Problem to work on -> The answer is to be an exact copy of the lines below running from the line with "The job for" down to the line with "positive clicks: (87, 266)", both ends included, and nothing more.

(Collected data entries)
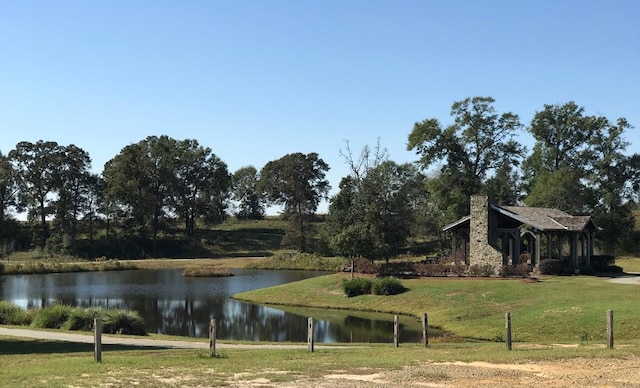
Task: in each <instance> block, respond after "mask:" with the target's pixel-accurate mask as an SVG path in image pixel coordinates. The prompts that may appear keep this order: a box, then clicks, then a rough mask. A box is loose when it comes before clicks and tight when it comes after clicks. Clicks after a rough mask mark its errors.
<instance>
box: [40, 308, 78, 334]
mask: <svg viewBox="0 0 640 388" xmlns="http://www.w3.org/2000/svg"><path fill="white" fill-rule="evenodd" d="M72 311H73V307H71V306H67V305H62V304H56V305H53V306H49V307H44V308H41V309H39V310H37V311H36V313H35V315H34V317H33V320H32V321H31V326H33V327H39V328H44V329H60V328H61V327H62V325H64V323H65V322H66V321H67V319H68V318H69V315H71V312H72Z"/></svg>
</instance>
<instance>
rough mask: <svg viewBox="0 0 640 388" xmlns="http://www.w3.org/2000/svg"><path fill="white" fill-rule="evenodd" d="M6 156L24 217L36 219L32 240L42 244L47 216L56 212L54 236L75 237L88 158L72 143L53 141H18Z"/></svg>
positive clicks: (80, 148) (77, 147) (87, 162)
mask: <svg viewBox="0 0 640 388" xmlns="http://www.w3.org/2000/svg"><path fill="white" fill-rule="evenodd" d="M9 157H10V159H11V161H12V163H13V166H14V168H15V170H16V173H17V174H18V176H19V180H18V182H19V186H20V200H21V202H22V203H24V205H25V206H26V208H27V210H28V219H30V220H35V219H38V220H39V221H40V224H39V225H40V227H39V233H38V236H37V238H36V243H37V245H39V246H40V247H44V246H45V244H46V243H47V239H48V238H49V235H50V233H49V224H48V222H47V217H49V216H51V215H54V214H55V215H56V227H57V229H58V230H57V232H58V233H57V237H59V238H61V237H62V236H65V235H66V236H70V239H71V240H73V239H75V235H76V233H77V232H76V224H77V219H78V216H79V209H80V207H81V203H82V201H83V200H84V197H83V188H84V186H85V182H86V176H87V175H88V171H89V169H90V167H91V158H90V157H89V154H88V153H86V152H85V151H84V150H82V149H81V148H79V147H76V146H74V145H69V146H61V145H59V144H58V143H56V142H53V141H42V140H41V141H38V142H36V143H30V142H26V141H25V142H20V143H18V145H16V148H15V149H14V150H12V151H11V152H10V154H9Z"/></svg>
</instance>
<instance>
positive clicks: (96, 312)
mask: <svg viewBox="0 0 640 388" xmlns="http://www.w3.org/2000/svg"><path fill="white" fill-rule="evenodd" d="M105 316H106V312H105V310H103V309H101V308H86V309H81V308H75V309H73V310H72V311H71V313H70V314H69V318H67V320H66V322H65V323H64V325H62V329H64V330H82V331H91V330H93V320H94V319H96V318H100V319H103V320H104V319H105Z"/></svg>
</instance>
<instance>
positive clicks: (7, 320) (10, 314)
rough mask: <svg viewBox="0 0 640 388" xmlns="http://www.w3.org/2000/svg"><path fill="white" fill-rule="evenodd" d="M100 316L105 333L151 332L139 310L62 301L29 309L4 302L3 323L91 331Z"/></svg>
mask: <svg viewBox="0 0 640 388" xmlns="http://www.w3.org/2000/svg"><path fill="white" fill-rule="evenodd" d="M96 318H99V319H101V320H102V322H103V324H102V332H103V333H106V334H129V335H141V336H144V335H147V330H146V328H145V322H144V320H143V319H142V317H140V315H139V314H138V313H137V312H135V311H131V310H123V309H110V308H102V307H87V308H82V307H72V306H68V305H62V304H55V305H52V306H47V307H42V308H36V309H29V310H25V309H23V308H21V307H20V306H18V305H15V304H13V303H10V302H7V301H4V300H3V301H0V324H2V325H17V326H30V327H33V328H39V329H62V330H79V331H91V330H93V321H94V319H96Z"/></svg>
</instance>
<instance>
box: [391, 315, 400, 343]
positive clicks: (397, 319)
mask: <svg viewBox="0 0 640 388" xmlns="http://www.w3.org/2000/svg"><path fill="white" fill-rule="evenodd" d="M399 326H400V325H399V323H398V316H397V315H394V316H393V346H395V347H396V348H397V347H398V346H400V336H399V330H400V327H399Z"/></svg>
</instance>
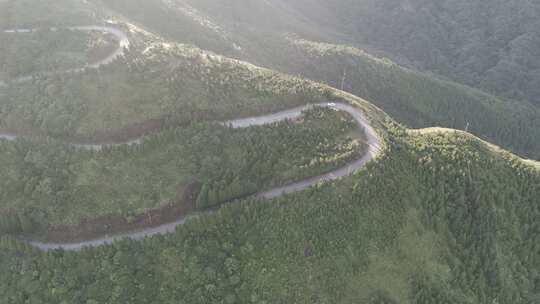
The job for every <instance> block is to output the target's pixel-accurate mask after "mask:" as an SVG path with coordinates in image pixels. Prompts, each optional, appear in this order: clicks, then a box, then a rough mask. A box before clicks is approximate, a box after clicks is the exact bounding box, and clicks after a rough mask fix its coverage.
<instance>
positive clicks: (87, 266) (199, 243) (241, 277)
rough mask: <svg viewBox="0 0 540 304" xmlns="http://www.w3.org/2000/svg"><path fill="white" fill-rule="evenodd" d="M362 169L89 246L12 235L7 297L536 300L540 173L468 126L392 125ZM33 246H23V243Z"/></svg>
mask: <svg viewBox="0 0 540 304" xmlns="http://www.w3.org/2000/svg"><path fill="white" fill-rule="evenodd" d="M389 139H390V142H391V144H390V147H389V149H388V151H387V153H386V155H385V156H384V157H382V158H381V159H380V160H379V161H378V162H375V163H372V164H370V165H369V166H368V167H367V168H366V169H365V170H362V171H361V172H358V173H357V174H355V175H354V176H353V177H351V178H348V179H346V180H342V181H340V182H336V183H333V184H326V185H322V186H321V187H318V188H315V189H312V190H311V191H307V192H303V193H298V194H295V195H290V196H287V197H284V198H281V199H278V200H275V201H272V202H261V201H252V200H249V201H243V202H240V203H237V204H232V205H230V206H227V207H225V208H222V209H221V210H220V211H219V212H217V213H216V214H211V215H208V216H204V217H202V218H199V219H194V220H191V221H189V222H188V223H187V224H186V225H185V226H182V227H180V228H179V229H178V230H177V232H176V233H175V234H173V235H168V236H162V237H155V238H152V239H148V240H145V241H142V242H134V241H123V242H120V243H117V244H115V245H114V246H107V247H100V248H93V249H87V250H85V251H83V252H81V253H70V252H50V253H38V252H35V251H32V250H29V249H28V248H27V247H25V246H24V245H23V244H19V243H17V242H16V241H13V240H10V239H9V238H3V239H2V242H1V246H2V248H3V250H2V253H1V254H2V259H1V260H2V263H1V265H2V266H1V267H2V273H3V275H2V277H1V278H0V280H1V284H0V295H1V296H2V298H3V299H6V302H7V303H20V302H32V301H39V302H40V303H59V302H62V301H67V302H83V303H84V302H86V303H104V302H112V303H121V302H122V303H125V302H131V303H167V302H170V301H179V300H180V302H185V303H194V302H197V303H221V302H223V303H291V302H296V303H351V302H353V303H370V304H371V303H373V304H375V303H422V304H424V303H425V304H428V303H429V304H431V303H482V304H484V303H485V304H491V303H494V302H495V303H497V302H498V303H526V304H533V303H536V302H537V301H538V299H539V296H540V276H539V275H540V274H539V273H538V271H537V269H539V267H540V248H539V247H538V244H539V243H540V240H539V239H538V236H539V235H540V231H539V229H540V226H539V223H540V221H538V219H539V218H540V209H539V206H540V204H539V201H538V199H539V197H540V192H539V191H540V188H539V185H540V173H539V172H540V171H538V170H537V169H534V168H533V167H530V166H527V165H524V164H523V163H521V162H520V161H519V160H516V159H514V158H513V157H511V156H502V155H501V154H500V153H493V152H492V150H491V149H489V148H488V147H486V146H485V145H484V144H483V143H480V142H478V141H477V140H475V139H473V138H472V137H468V136H466V135H462V134H460V133H456V134H453V133H448V132H445V133H433V134H423V135H421V134H409V135H407V132H405V130H404V129H401V128H399V127H398V128H394V131H392V132H390V135H389ZM25 248H26V249H25Z"/></svg>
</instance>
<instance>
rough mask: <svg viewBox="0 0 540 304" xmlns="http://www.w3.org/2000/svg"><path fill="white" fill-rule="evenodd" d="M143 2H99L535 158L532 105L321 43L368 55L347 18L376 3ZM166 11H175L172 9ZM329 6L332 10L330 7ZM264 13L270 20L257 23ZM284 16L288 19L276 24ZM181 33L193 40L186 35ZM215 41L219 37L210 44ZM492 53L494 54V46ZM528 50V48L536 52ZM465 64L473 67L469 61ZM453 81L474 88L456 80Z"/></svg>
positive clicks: (539, 110) (118, 10) (518, 152)
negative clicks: (365, 3) (325, 42)
mask: <svg viewBox="0 0 540 304" xmlns="http://www.w3.org/2000/svg"><path fill="white" fill-rule="evenodd" d="M143 2H145V3H141V5H142V6H143V7H144V8H145V9H144V10H139V9H138V8H137V6H131V5H130V2H128V1H123V0H108V1H105V2H104V3H105V4H106V5H108V6H109V7H111V8H112V9H114V10H116V11H117V12H121V13H123V14H124V15H125V16H126V17H128V18H132V20H133V21H134V22H137V23H139V24H142V25H144V26H145V27H146V28H148V29H149V30H151V31H154V32H156V33H159V34H160V35H162V36H164V37H167V38H168V39H171V40H175V41H183V42H188V43H193V44H195V45H198V46H201V47H203V48H209V49H211V50H214V51H216V52H223V53H224V54H225V55H227V56H232V57H235V58H240V59H243V60H247V61H250V62H253V63H255V64H258V65H261V66H266V67H270V68H272V69H276V70H278V71H282V72H285V73H290V74H293V75H299V76H302V77H307V78H310V79H313V80H316V81H322V82H325V83H328V84H330V85H332V86H334V87H336V88H338V89H341V85H342V80H343V78H344V77H343V76H344V72H345V73H346V75H345V76H346V77H345V79H344V80H345V81H343V89H344V90H346V91H349V92H351V93H353V94H355V95H358V96H360V97H363V98H365V99H368V100H370V101H371V102H373V103H374V104H376V105H377V106H379V107H380V108H382V109H383V110H384V111H386V112H387V113H389V114H391V116H392V117H393V118H394V119H396V120H398V121H399V122H401V123H404V124H406V125H407V126H409V127H413V128H417V127H429V126H433V125H439V126H443V127H450V128H458V129H463V130H464V129H468V130H469V131H471V132H473V133H474V134H476V135H479V136H481V137H482V138H485V139H489V140H490V141H493V142H495V143H497V144H498V145H501V146H504V147H506V148H509V149H512V150H514V151H516V152H518V153H520V154H522V155H525V156H527V157H532V158H535V159H538V157H539V156H540V154H539V153H540V147H539V146H538V145H539V143H538V142H539V141H538V140H535V139H537V138H540V136H539V134H538V130H539V129H540V128H539V124H540V110H539V109H538V107H536V106H534V105H532V104H531V103H529V102H526V101H515V100H512V99H508V98H501V97H496V96H494V95H490V94H487V93H484V92H481V91H478V90H475V89H472V88H471V87H467V86H463V85H459V84H457V83H453V82H451V81H448V80H441V79H440V77H437V76H434V75H433V74H427V73H420V72H417V71H415V70H414V69H410V70H409V69H404V68H402V67H400V66H398V65H397V64H395V63H394V64H391V63H390V62H389V61H388V60H385V61H384V62H381V60H378V58H377V57H374V56H370V55H369V54H368V53H366V52H364V51H362V50H360V49H357V48H353V47H347V46H345V45H339V44H324V43H319V42H323V41H327V42H334V43H336V42H343V43H345V44H349V45H358V44H360V45H362V46H367V47H368V49H369V50H372V49H373V48H371V47H370V44H369V43H359V42H358V39H359V38H358V39H357V36H355V35H356V34H357V33H356V32H354V33H352V34H351V32H350V30H351V29H350V28H349V27H348V26H353V25H355V22H367V21H366V20H372V19H373V17H370V18H365V20H364V19H362V20H363V21H358V20H355V19H354V18H353V17H352V16H353V13H352V12H358V11H361V8H365V11H362V12H361V13H362V14H363V15H364V14H369V12H370V11H371V9H372V8H373V6H376V7H377V8H378V9H380V10H381V13H382V12H384V10H383V8H382V7H379V5H367V6H363V4H365V2H368V1H360V2H358V1H356V2H354V3H349V2H347V1H341V2H338V3H334V2H332V3H319V2H318V1H316V0H308V1H295V2H294V3H289V1H287V2H285V1H277V0H273V1H265V2H257V3H247V2H246V1H240V2H235V3H229V2H226V1H158V0H151V1H143ZM171 5H173V6H174V7H175V8H176V9H171V8H170V6H171ZM329 5H330V6H332V9H329V8H328V6H329ZM430 5H431V4H430ZM349 6H350V8H351V11H350V12H347V13H344V14H343V16H344V17H341V16H336V15H335V14H337V12H336V11H335V8H336V7H337V8H342V7H349ZM396 7H399V5H396ZM168 8H169V9H168ZM373 9H374V8H373ZM389 9H391V8H389ZM186 11H187V12H186ZM143 12H144V13H143ZM340 12H341V11H340ZM265 14H267V15H268V16H271V17H268V18H265V17H263V16H264V15H265ZM282 16H287V18H284V19H282V18H281V17H282ZM349 16H350V17H349ZM201 20H203V21H204V22H201ZM343 20H345V21H347V24H346V25H347V26H345V25H343V24H341V22H342V21H343ZM398 20H399V18H398ZM197 21H199V22H197ZM189 22H191V23H189ZM393 22H397V21H393ZM188 23H189V24H188ZM370 26H372V27H362V30H363V31H369V29H370V28H375V29H379V28H380V27H377V26H376V25H373V24H370ZM426 28H429V27H426ZM212 29H214V30H212ZM383 29H384V28H382V29H380V30H381V31H382V30H383ZM185 31H188V32H189V33H191V34H189V35H188V34H185V33H184V32H185ZM374 32H375V30H374ZM193 33H197V35H194V34H193ZM220 35H221V36H220ZM218 36H220V37H222V38H223V37H224V38H223V39H221V38H220V39H217V38H215V37H218ZM212 37H214V38H212ZM405 37H408V36H407V35H405V34H404V35H402V36H401V37H399V39H397V40H398V41H400V39H405ZM205 39H210V40H212V41H214V44H213V45H211V44H209V43H207V41H206V40H205ZM389 39H390V38H389ZM314 41H315V42H314ZM234 45H236V46H237V48H235V47H234ZM431 45H436V44H433V43H430V44H429V45H427V42H426V43H424V44H419V45H418V47H419V48H422V51H423V53H428V54H431V53H432V50H431V49H430V46H431ZM374 46H377V45H376V44H374ZM493 48H494V50H497V49H498V48H497V47H495V46H494V47H493ZM529 49H532V50H534V47H532V46H531V47H530V48H529ZM494 50H492V51H494ZM388 54H392V52H389V53H388ZM400 54H401V53H399V54H398V55H400ZM478 56H480V55H478ZM393 57H394V58H395V57H396V56H393ZM397 59H400V58H397ZM467 60H469V61H471V60H473V58H469V59H467ZM400 61H403V60H400ZM469 61H466V62H469ZM452 65H453V66H457V64H452ZM464 65H467V64H465V63H464ZM409 66H411V64H409ZM412 66H414V65H412ZM419 68H421V67H419ZM525 70H526V69H525ZM434 72H435V73H437V72H438V71H434ZM441 74H443V75H445V74H444V73H441ZM505 77H506V76H505ZM512 79H513V80H514V79H516V77H513V78H512ZM457 81H458V82H462V83H469V84H472V85H476V84H475V83H470V82H467V81H461V80H460V79H457ZM533 83H534V82H533ZM510 85H511V84H510V82H508V83H506V84H504V85H497V87H499V88H507V87H508V86H510ZM480 87H481V86H480ZM512 87H513V88H518V87H519V86H517V85H516V86H513V85H512ZM496 93H497V92H496ZM501 95H503V96H509V95H504V94H501ZM513 97H515V96H513ZM467 125H469V127H468V128H467Z"/></svg>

Task output ->
The job for every <instance> block is to output the target's pixel-accurate mask after "mask:" as an SVG path with coordinates in image pixels. Prompts, each optional, appear in this order: clicks, then a box, then a rough mask. A box before clicks is approximate, a box after clicks is the exact bounding box, and clicks after a rough mask fix its coverage.
<instance>
positive clicks: (87, 266) (199, 243) (241, 277)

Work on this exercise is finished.